Extract provided
Begin

ALBANY TALK by DAVE WARNER
NEWS FROM COW CROSSING #2
Well have I got news for you! It’s been a remarkable week. Ced Lugan bought an on-road vehicle, and now everybody is following suit. I think it is just the most ridiculous bit of posturing since Javed Miandad raised his bat to Dennis Lillee. I’m not kidding, an on-road vehicle, here, at Cow Crossing! And now everybody following like sheep!!!!
I mean, I know that generally on-road vehicles are much safer than the 4-wheel drives we have to drive, but there’s never been an accident here at the Crossing – we just don’t have enough cars. If it wasn’t for the fact that we have to cross the creek to get over to the footy field, then maybe you could get away with on-road vehicles, here at the Crossing. And of course if we had any roads. The only road bitumenised here is Ced and Rita’s driveway.
Now I have to confess, after sitting in Terry Banovich’s Volvo sedan, I can see why a person would prefer an on-road car. For a start, you’re not perched up in the air like some Emperor being carried by his slaves in olden times. It’s about 10 years since I had to drive to the city but I can tell you that I hated that feeling, sitting up in the air like some great dork watching over the little people. And everybody can see you and realise you’re from the bush! But the whole trend the Lugan’s have started is ridiculous. It would be like somebody down in the city buying an off-road vehicle – God could you imagine how ludicrous that would be?

End

Print the Cow Crossing column above word for word, in full.

Dataset records
Begin

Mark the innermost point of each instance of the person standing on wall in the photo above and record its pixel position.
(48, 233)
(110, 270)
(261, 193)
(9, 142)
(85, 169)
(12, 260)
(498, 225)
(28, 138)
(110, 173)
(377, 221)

End

Written solution
ALBANY TALK by DAVE WARNER
NEWS FROM COW CROSSING #2
Well have I got news for you! It’s been a remarkable week. Ced Lugan bought an on-road vehicle, and now everybody is following suit. I think it is just the most ridiculous bit of posturing since Javed Miandad raised his bat to Dennis Lillee. I’m not kidding, an on-road vehicle, here, at Cow Crossing! And now everybody following like sheep!!!!
I mean, I know that generally on-road vehicles are much safer than the 4-wheel drives we have to drive, but there’s never been an accident here at the Crossing – we just don’t have enough cars. If it wasn’t for the fact that we have to cross the creek to get over to the footy field, then maybe you could get away with on-road vehicles, here at the Crossing. And of course if we had any roads. The only road bitumenised here is Ced and Rita’s driveway.
Now I have to confess, after sitting in Terry Banovich’s Volvo sedan, I can see why a person would prefer an on-road car. For a start, you’re not perched up in the air like some Emperor being carried by his slaves in olden times. It’s about 10 years since I had to drive to the city but I can tell you that I hated that feeling, sitting up in the air like some great dork watching over the little people. And everybody can see you and realise you’re from the bush! But the whole trend the Lugan’s have started is ridiculous. It would be like somebody down in the city buying an off-road vehicle – God could you imagine how ludicrous that would be?